Start

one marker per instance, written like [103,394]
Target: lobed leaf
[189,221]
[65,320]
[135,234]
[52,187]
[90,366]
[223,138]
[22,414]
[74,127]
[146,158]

End
Start

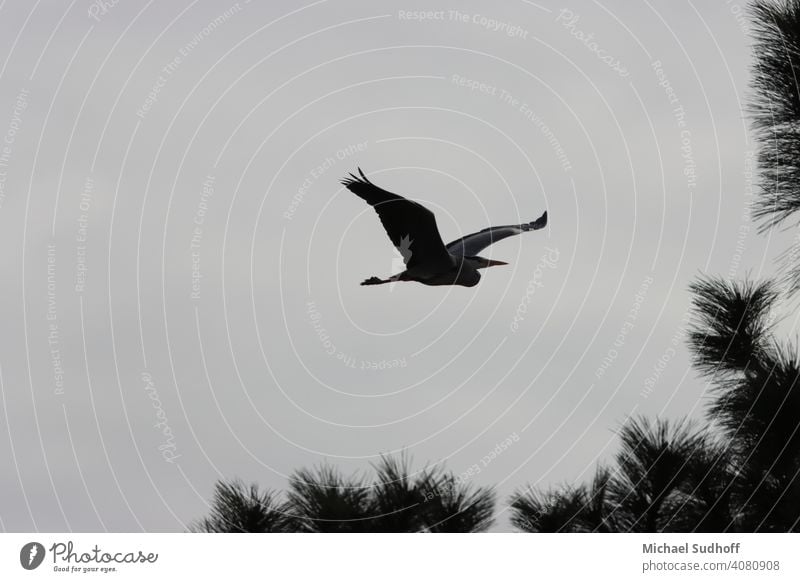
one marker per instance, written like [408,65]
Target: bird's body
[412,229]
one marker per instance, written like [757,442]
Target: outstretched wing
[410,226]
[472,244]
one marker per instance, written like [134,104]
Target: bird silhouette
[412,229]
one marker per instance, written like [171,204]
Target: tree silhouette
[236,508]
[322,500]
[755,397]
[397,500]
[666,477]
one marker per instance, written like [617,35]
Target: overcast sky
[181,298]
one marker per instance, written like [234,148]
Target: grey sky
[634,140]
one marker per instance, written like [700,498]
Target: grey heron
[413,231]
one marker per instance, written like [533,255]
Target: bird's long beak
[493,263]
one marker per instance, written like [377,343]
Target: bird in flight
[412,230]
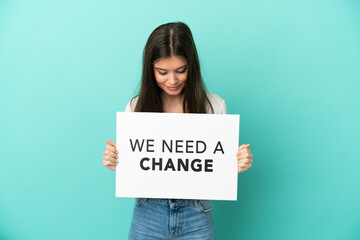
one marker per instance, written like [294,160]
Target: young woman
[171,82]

End

Gather every line of the items above that contains the word "silhouette", and copy each one in full.

:: Result below ::
Target: bird silhouette
Target: tree silhouette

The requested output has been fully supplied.